§ **Data records**:
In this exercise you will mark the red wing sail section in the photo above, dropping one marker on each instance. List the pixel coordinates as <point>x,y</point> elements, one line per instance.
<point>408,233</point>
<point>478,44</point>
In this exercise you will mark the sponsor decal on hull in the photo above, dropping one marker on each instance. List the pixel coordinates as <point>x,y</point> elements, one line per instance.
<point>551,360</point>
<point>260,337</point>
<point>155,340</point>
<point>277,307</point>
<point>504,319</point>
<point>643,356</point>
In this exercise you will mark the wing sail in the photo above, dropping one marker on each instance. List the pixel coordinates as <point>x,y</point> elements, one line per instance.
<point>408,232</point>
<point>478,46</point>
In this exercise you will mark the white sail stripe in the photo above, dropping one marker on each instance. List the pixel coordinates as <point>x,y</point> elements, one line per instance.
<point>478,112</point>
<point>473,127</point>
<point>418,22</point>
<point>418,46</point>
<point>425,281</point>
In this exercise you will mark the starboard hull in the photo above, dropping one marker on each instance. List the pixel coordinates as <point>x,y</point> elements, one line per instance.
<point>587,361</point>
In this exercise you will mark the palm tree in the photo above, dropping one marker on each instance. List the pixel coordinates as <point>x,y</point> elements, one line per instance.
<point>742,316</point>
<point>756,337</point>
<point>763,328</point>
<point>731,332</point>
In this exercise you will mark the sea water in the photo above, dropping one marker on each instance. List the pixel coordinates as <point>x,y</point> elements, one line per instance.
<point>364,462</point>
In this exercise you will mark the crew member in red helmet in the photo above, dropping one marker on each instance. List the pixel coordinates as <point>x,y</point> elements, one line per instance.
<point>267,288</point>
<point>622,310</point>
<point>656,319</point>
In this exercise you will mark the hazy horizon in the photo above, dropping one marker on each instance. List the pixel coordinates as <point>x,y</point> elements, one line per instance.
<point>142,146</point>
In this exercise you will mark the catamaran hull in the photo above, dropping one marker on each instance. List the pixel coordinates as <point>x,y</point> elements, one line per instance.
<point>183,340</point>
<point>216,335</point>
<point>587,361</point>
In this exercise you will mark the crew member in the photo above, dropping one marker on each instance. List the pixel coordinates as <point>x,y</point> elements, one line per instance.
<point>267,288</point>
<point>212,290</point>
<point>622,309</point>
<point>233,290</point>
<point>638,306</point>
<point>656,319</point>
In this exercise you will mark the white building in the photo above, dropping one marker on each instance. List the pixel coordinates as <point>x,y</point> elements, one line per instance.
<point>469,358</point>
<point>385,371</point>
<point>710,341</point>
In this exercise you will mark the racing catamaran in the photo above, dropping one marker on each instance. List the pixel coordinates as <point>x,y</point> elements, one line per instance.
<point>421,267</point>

§ **Aim of the task**: Every line of the data must appear again in the answer, exactly as written.

§ **Solution**:
In this exercise you will mark the red wing sail section in the photo above, dropping one marker on each instance. List the pixel coordinates as <point>x,y</point> elements, one line per instance.
<point>408,233</point>
<point>478,44</point>
In this exercise you will mark the sponsor decal on hull in the photo above, dropping one marker on each instance. List the pixel coordinates as <point>x,y</point> elements, one line per instance.
<point>551,360</point>
<point>260,337</point>
<point>155,340</point>
<point>277,307</point>
<point>504,319</point>
<point>643,356</point>
In this exercise you will mark the wing sail in the photo above, dropping one marker on each instance. List the pixel coordinates as <point>x,y</point> elements, one line per instance.
<point>408,232</point>
<point>478,46</point>
In this exercise you will mark the white sail stripe in the photo above, dropping one marker on each instance. List the pixel coordinates as <point>x,y</point> elements, one line per instance.
<point>478,112</point>
<point>473,127</point>
<point>418,22</point>
<point>418,46</point>
<point>425,281</point>
In this exercise you will mark the starboard hull in the photo above, dropping one marker on each instance. List the pixel coordinates as <point>x,y</point> elements, one line per instance.
<point>587,361</point>
In this exercise you will mark the palm tree in the photo above, dropping one marker on each instance. List the pixel coordinates as <point>x,y</point> elements, one line per instance.
<point>742,316</point>
<point>756,337</point>
<point>763,328</point>
<point>731,332</point>
In this exercise you will mark the sea water in the photo above, dropping one marker on each instance. List the pixel coordinates as <point>x,y</point> elements, one line per instance.
<point>364,462</point>
In this exercise you will mark the crew member in red helmet in the photo above, dropping one marker on each instance. List the pixel coordinates as <point>x,y</point> elements, one line per instance.
<point>267,288</point>
<point>622,310</point>
<point>656,319</point>
In this exercise you will mark the hazy horizon in the photo above, dropping one marker on each instance. List the pixel coordinates as <point>x,y</point> elements, one line per instance.
<point>142,146</point>
In this exercise you will mark the catamaran hull in the photo above, dropping one marker on each instance. List the pixel coordinates as <point>x,y</point> elements, one line per instance.
<point>183,340</point>
<point>216,335</point>
<point>587,361</point>
In this exercise you will mark the crew member in the photo above, dropping one marker on each instance. List the pixel coordinates as <point>x,y</point> elements, one line per instance.
<point>267,288</point>
<point>212,290</point>
<point>622,309</point>
<point>233,290</point>
<point>638,306</point>
<point>656,319</point>
In this exercise you will mark the white building in the photo above, dropping one marker on each instance. List the pixel coordinates as <point>x,y</point> elements, one line per instance.
<point>469,358</point>
<point>385,371</point>
<point>710,341</point>
In this exercise you will mark the racing catamaran in the photo above, dropping one marker on each instance. List the pixel coordinates as <point>x,y</point> elements, one line per instance.
<point>421,267</point>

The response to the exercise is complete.